§ **WRITTEN TASK**
Nothing but the lines from the one containing "Expected behaviour: the pointer locates the wheel" through the last line should be written out, please, exactly as they stand.

Data listing:
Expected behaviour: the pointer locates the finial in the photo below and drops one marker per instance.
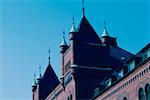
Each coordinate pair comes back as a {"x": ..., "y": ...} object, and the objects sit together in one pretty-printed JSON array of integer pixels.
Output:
[
  {"x": 34, "y": 80},
  {"x": 73, "y": 28},
  {"x": 34, "y": 76},
  {"x": 104, "y": 23},
  {"x": 83, "y": 9},
  {"x": 73, "y": 19},
  {"x": 105, "y": 33},
  {"x": 64, "y": 34},
  {"x": 49, "y": 56},
  {"x": 39, "y": 69}
]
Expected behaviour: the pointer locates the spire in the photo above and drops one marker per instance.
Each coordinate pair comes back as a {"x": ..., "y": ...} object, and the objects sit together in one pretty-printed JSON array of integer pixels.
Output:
[
  {"x": 39, "y": 75},
  {"x": 34, "y": 81},
  {"x": 49, "y": 56},
  {"x": 83, "y": 9},
  {"x": 63, "y": 43},
  {"x": 73, "y": 28},
  {"x": 105, "y": 33}
]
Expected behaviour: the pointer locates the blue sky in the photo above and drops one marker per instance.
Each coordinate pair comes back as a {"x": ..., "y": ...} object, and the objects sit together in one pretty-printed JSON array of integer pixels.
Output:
[{"x": 28, "y": 28}]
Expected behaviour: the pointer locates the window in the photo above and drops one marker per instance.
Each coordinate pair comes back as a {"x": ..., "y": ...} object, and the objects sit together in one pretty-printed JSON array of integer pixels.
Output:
[
  {"x": 147, "y": 91},
  {"x": 108, "y": 82},
  {"x": 120, "y": 74},
  {"x": 141, "y": 94},
  {"x": 131, "y": 65},
  {"x": 96, "y": 91}
]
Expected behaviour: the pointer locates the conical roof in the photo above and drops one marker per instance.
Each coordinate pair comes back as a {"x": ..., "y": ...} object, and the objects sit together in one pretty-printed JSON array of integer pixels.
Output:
[
  {"x": 105, "y": 33},
  {"x": 63, "y": 42},
  {"x": 86, "y": 32},
  {"x": 73, "y": 28}
]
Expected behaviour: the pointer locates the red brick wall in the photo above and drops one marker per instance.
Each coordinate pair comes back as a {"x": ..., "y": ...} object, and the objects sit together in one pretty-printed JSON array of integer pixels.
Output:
[{"x": 129, "y": 86}]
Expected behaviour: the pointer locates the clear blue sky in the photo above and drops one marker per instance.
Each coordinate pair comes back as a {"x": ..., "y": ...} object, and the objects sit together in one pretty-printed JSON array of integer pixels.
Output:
[{"x": 29, "y": 27}]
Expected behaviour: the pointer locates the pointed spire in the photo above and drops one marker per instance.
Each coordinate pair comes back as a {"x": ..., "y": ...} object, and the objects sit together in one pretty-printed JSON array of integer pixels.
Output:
[
  {"x": 49, "y": 56},
  {"x": 73, "y": 28},
  {"x": 105, "y": 33},
  {"x": 83, "y": 9},
  {"x": 39, "y": 75},
  {"x": 63, "y": 43},
  {"x": 34, "y": 81}
]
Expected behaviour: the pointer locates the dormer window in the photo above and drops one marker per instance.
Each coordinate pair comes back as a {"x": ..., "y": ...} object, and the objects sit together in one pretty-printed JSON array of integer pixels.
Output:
[
  {"x": 131, "y": 65},
  {"x": 108, "y": 82},
  {"x": 120, "y": 73},
  {"x": 146, "y": 54}
]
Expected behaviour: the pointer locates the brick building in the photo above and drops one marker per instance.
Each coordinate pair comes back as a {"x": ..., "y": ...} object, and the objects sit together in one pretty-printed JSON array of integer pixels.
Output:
[{"x": 95, "y": 67}]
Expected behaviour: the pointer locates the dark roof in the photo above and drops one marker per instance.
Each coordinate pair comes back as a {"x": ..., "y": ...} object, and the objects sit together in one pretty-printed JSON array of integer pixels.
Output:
[
  {"x": 86, "y": 33},
  {"x": 49, "y": 82},
  {"x": 100, "y": 56}
]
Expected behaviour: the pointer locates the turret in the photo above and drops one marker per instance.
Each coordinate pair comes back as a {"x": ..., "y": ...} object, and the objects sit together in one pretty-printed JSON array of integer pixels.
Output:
[
  {"x": 63, "y": 45},
  {"x": 106, "y": 39},
  {"x": 63, "y": 48},
  {"x": 34, "y": 84},
  {"x": 39, "y": 76},
  {"x": 72, "y": 33}
]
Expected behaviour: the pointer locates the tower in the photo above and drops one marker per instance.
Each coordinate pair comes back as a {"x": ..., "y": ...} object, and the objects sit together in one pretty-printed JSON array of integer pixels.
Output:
[
  {"x": 106, "y": 39},
  {"x": 46, "y": 83}
]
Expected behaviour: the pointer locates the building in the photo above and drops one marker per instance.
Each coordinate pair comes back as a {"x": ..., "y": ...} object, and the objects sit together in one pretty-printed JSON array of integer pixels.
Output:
[{"x": 95, "y": 68}]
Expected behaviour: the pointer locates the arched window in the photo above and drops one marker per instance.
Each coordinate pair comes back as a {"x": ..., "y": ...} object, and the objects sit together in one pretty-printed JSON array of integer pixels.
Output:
[
  {"x": 125, "y": 98},
  {"x": 141, "y": 94},
  {"x": 147, "y": 91}
]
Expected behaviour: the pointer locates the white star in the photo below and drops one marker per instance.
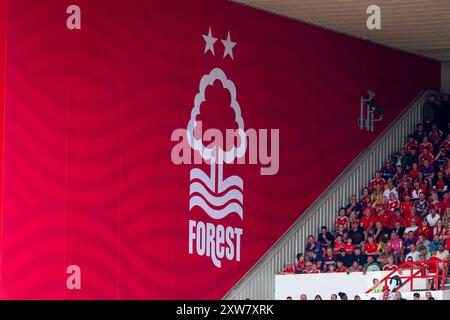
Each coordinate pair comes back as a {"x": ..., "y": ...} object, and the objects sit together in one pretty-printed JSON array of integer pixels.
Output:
[
  {"x": 209, "y": 41},
  {"x": 228, "y": 46}
]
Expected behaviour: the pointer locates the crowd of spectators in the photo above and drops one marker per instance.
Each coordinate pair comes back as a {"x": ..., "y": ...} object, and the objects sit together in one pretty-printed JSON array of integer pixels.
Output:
[{"x": 402, "y": 215}]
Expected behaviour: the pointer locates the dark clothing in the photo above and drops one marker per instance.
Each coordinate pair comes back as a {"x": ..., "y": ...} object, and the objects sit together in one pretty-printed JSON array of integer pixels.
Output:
[
  {"x": 419, "y": 136},
  {"x": 429, "y": 110},
  {"x": 328, "y": 236},
  {"x": 387, "y": 172},
  {"x": 410, "y": 159},
  {"x": 361, "y": 258},
  {"x": 346, "y": 259},
  {"x": 356, "y": 235},
  {"x": 440, "y": 114}
]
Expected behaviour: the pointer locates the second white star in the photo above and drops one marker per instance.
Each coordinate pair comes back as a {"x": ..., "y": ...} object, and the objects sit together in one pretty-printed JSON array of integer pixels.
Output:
[{"x": 210, "y": 41}]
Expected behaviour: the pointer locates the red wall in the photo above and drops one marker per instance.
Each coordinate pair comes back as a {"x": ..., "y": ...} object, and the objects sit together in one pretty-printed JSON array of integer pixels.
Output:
[
  {"x": 2, "y": 102},
  {"x": 89, "y": 113}
]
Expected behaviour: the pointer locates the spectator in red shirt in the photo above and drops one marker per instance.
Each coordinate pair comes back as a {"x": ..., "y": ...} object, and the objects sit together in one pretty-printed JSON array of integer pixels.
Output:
[
  {"x": 439, "y": 229},
  {"x": 371, "y": 247},
  {"x": 446, "y": 143},
  {"x": 301, "y": 263},
  {"x": 422, "y": 205},
  {"x": 289, "y": 269},
  {"x": 388, "y": 170},
  {"x": 434, "y": 201},
  {"x": 398, "y": 229},
  {"x": 411, "y": 143},
  {"x": 349, "y": 246},
  {"x": 364, "y": 197},
  {"x": 338, "y": 244},
  {"x": 329, "y": 258},
  {"x": 314, "y": 245},
  {"x": 353, "y": 206},
  {"x": 406, "y": 205},
  {"x": 377, "y": 193},
  {"x": 445, "y": 203},
  {"x": 390, "y": 266},
  {"x": 440, "y": 185},
  {"x": 426, "y": 155},
  {"x": 314, "y": 269},
  {"x": 435, "y": 136},
  {"x": 342, "y": 219},
  {"x": 379, "y": 232},
  {"x": 355, "y": 267},
  {"x": 414, "y": 171},
  {"x": 425, "y": 230},
  {"x": 331, "y": 268},
  {"x": 412, "y": 216},
  {"x": 341, "y": 267},
  {"x": 404, "y": 191},
  {"x": 427, "y": 171},
  {"x": 366, "y": 220},
  {"x": 325, "y": 237},
  {"x": 392, "y": 203}
]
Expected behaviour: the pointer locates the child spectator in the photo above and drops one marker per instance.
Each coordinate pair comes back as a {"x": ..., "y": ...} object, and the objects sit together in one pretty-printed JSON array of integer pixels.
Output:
[{"x": 396, "y": 245}]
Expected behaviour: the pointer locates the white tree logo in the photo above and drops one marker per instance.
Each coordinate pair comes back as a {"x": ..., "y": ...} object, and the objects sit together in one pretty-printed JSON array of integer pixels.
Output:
[{"x": 228, "y": 190}]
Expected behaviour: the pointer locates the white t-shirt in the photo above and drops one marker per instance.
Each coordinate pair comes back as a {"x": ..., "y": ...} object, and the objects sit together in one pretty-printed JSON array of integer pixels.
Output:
[{"x": 432, "y": 221}]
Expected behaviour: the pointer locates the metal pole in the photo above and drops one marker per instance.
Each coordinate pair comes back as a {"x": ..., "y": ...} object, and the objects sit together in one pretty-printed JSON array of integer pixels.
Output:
[{"x": 361, "y": 114}]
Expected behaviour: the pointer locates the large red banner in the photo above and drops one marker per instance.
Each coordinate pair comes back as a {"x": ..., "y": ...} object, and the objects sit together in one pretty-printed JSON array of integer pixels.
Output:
[{"x": 103, "y": 193}]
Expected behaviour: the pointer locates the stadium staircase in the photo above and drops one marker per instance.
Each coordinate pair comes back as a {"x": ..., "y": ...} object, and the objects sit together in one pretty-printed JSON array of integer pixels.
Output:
[{"x": 259, "y": 282}]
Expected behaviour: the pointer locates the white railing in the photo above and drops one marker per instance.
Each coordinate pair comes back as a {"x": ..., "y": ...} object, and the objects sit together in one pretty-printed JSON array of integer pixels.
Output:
[{"x": 259, "y": 281}]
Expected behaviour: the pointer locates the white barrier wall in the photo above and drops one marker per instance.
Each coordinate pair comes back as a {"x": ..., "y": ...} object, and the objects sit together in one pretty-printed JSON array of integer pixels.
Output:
[{"x": 325, "y": 284}]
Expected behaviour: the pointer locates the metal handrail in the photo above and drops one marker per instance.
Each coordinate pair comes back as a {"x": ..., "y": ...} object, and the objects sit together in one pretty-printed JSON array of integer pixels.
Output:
[
  {"x": 258, "y": 282},
  {"x": 422, "y": 267}
]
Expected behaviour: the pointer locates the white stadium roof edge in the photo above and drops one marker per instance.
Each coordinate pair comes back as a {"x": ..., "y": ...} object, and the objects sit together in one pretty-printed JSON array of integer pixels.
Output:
[{"x": 421, "y": 27}]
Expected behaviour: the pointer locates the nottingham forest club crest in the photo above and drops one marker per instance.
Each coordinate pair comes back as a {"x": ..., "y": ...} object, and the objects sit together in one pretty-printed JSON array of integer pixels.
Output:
[{"x": 215, "y": 195}]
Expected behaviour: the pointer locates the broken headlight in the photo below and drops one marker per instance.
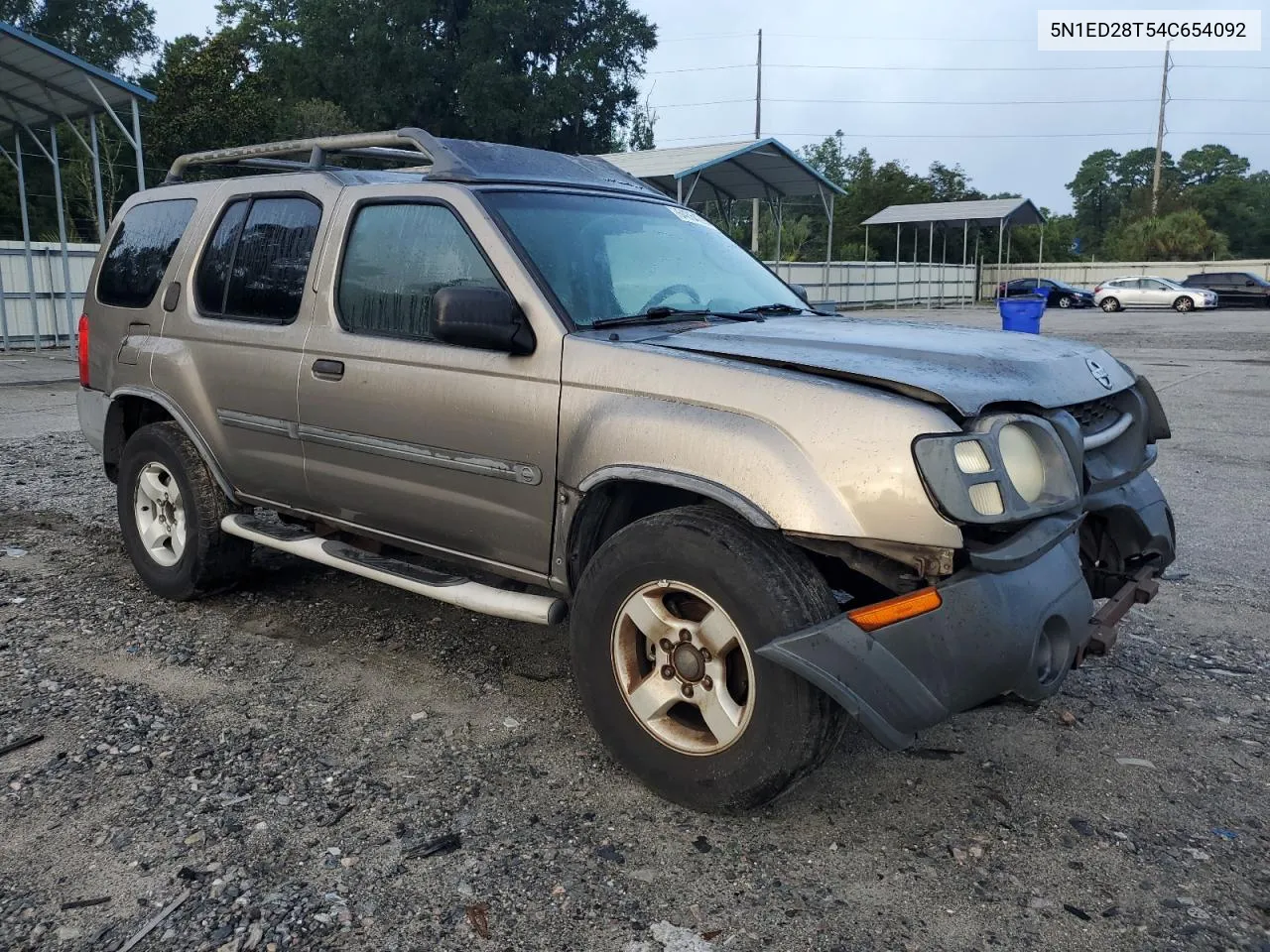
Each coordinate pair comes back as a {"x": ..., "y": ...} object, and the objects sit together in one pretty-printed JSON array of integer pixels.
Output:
[{"x": 1001, "y": 468}]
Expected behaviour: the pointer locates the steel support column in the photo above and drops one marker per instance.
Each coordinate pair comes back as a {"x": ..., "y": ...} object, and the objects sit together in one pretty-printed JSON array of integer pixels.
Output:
[
  {"x": 1001, "y": 239},
  {"x": 867, "y": 296},
  {"x": 780, "y": 227},
  {"x": 136, "y": 144},
  {"x": 896, "y": 302},
  {"x": 26, "y": 241},
  {"x": 828, "y": 248},
  {"x": 944, "y": 264},
  {"x": 965, "y": 241},
  {"x": 930, "y": 266},
  {"x": 96, "y": 178},
  {"x": 62, "y": 238}
]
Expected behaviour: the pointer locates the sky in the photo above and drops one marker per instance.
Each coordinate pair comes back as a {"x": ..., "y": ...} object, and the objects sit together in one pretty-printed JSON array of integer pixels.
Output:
[{"x": 942, "y": 81}]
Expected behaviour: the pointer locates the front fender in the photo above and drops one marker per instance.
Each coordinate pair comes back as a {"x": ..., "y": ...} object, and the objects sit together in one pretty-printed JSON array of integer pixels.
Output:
[{"x": 801, "y": 453}]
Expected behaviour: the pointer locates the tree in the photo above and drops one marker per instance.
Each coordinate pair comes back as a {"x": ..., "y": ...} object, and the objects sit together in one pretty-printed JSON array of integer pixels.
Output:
[
  {"x": 1096, "y": 197},
  {"x": 1210, "y": 164},
  {"x": 108, "y": 33},
  {"x": 207, "y": 98},
  {"x": 1111, "y": 193},
  {"x": 1179, "y": 236},
  {"x": 556, "y": 73}
]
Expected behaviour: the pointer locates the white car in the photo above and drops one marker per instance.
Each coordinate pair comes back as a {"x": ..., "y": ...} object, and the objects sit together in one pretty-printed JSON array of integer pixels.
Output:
[{"x": 1151, "y": 291}]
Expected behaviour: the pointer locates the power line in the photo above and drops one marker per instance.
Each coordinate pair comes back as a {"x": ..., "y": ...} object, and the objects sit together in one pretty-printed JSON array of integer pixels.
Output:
[
  {"x": 948, "y": 68},
  {"x": 739, "y": 136},
  {"x": 940, "y": 102}
]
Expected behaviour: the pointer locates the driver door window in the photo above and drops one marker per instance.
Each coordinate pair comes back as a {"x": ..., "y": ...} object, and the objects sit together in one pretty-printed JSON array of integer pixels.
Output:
[{"x": 398, "y": 257}]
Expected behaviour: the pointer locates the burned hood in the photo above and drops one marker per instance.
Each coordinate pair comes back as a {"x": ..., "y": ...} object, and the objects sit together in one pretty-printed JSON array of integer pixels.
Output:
[{"x": 964, "y": 367}]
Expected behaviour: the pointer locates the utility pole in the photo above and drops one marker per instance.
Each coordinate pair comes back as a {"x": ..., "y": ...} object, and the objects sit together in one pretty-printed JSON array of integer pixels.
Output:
[
  {"x": 758, "y": 128},
  {"x": 1160, "y": 134}
]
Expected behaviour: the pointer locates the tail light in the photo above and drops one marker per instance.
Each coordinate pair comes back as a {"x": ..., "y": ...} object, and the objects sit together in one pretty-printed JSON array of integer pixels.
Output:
[{"x": 81, "y": 343}]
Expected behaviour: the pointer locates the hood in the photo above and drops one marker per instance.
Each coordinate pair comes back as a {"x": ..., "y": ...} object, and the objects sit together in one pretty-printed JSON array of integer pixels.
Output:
[{"x": 962, "y": 367}]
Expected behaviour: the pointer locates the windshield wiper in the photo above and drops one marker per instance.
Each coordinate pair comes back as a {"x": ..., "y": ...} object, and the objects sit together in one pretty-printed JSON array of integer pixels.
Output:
[
  {"x": 774, "y": 308},
  {"x": 663, "y": 312}
]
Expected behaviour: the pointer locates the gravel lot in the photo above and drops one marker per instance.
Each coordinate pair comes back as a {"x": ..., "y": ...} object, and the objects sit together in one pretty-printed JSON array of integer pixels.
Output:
[{"x": 287, "y": 758}]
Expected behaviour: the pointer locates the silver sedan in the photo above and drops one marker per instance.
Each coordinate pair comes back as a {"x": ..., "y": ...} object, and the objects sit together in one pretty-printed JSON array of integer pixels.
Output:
[{"x": 1150, "y": 291}]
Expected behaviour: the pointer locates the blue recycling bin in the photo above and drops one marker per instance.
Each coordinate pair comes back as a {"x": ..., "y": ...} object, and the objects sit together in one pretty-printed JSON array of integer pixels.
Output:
[{"x": 1023, "y": 313}]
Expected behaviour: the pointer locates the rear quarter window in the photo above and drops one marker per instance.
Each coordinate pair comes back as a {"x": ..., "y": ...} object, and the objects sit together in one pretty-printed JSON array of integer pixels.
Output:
[{"x": 141, "y": 252}]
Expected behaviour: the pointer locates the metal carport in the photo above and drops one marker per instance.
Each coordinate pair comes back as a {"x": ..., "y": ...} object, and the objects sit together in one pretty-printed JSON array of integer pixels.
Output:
[
  {"x": 763, "y": 169},
  {"x": 1002, "y": 212},
  {"x": 40, "y": 87}
]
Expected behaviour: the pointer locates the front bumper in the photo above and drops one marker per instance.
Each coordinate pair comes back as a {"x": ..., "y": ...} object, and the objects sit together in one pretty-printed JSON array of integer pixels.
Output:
[
  {"x": 1015, "y": 621},
  {"x": 994, "y": 633}
]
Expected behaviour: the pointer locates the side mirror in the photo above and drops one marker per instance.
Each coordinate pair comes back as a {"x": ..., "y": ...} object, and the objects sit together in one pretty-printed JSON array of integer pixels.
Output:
[{"x": 486, "y": 318}]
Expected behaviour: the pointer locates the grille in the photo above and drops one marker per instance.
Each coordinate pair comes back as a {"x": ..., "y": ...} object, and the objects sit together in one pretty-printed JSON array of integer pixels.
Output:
[{"x": 1095, "y": 416}]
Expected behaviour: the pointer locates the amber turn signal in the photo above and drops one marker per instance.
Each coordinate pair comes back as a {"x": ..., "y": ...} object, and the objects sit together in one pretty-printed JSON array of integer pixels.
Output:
[{"x": 896, "y": 610}]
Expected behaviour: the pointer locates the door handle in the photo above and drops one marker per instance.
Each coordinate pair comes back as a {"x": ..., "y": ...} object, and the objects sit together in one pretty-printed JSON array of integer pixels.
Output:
[{"x": 327, "y": 370}]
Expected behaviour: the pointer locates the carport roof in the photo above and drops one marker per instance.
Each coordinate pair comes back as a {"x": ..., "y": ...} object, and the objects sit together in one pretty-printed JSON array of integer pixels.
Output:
[
  {"x": 765, "y": 169},
  {"x": 41, "y": 85},
  {"x": 988, "y": 211}
]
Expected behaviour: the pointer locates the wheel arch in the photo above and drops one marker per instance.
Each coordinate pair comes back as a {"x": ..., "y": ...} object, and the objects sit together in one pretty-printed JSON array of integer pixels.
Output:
[
  {"x": 132, "y": 408},
  {"x": 615, "y": 497}
]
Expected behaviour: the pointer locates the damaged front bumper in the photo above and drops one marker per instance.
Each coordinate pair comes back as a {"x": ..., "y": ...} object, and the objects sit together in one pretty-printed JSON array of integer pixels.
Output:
[{"x": 1015, "y": 621}]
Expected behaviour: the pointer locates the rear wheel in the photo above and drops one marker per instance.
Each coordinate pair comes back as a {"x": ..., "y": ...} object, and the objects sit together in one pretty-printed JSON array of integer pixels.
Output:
[
  {"x": 665, "y": 635},
  {"x": 171, "y": 513}
]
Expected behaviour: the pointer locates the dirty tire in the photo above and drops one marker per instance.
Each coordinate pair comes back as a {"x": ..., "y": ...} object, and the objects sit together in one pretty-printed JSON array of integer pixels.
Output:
[
  {"x": 770, "y": 589},
  {"x": 211, "y": 560}
]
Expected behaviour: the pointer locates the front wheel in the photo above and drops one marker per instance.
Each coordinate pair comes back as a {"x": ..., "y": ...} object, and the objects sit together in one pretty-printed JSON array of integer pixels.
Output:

§ **EXPECTED ANSWER**
Expected behaviour: the pointer locates the wheel arch in the photo above and drops one marker per instance.
Each coordinate pair comes back as a {"x": ..., "y": ...} object, and the objects sit together in one pretty-printed JSON array of integer pixels.
Output:
[
  {"x": 132, "y": 408},
  {"x": 615, "y": 497}
]
Expected behaviour: the pointer locates the damaged front bumper in the photo above and drops one marker per instance.
Each coordinate pair comes back as a {"x": ..., "y": ...} object, and the objects sit together in one pretty-printed JSON array of integer pixels.
Output:
[{"x": 1015, "y": 621}]
Expected behaviour: the pointer locates the rear wheel in the photo above and drops one marker per instance.
Each coordinate pair comes back as a {"x": ..., "y": ...} object, and the objects sit together in one pretty-printed JSON array of integer pixels.
Output:
[
  {"x": 665, "y": 635},
  {"x": 171, "y": 513}
]
Expected behaviour: the pointer locates the dirty tire in the photo above and drops one marker per instance.
Each coordinate pair comes back as a {"x": ..., "y": ...} object, and the objects sit together in one pretty-printed JSON array of integer pixels.
Output:
[
  {"x": 770, "y": 589},
  {"x": 211, "y": 560}
]
Expected behaviour: the pointer locates the front wheel in the photo above and drops one marker per instance.
Each coordinate pair comes back as a {"x": ..., "y": ...} object, and the objects sit together in one pretty-printed JSON array of integer pixels.
Output:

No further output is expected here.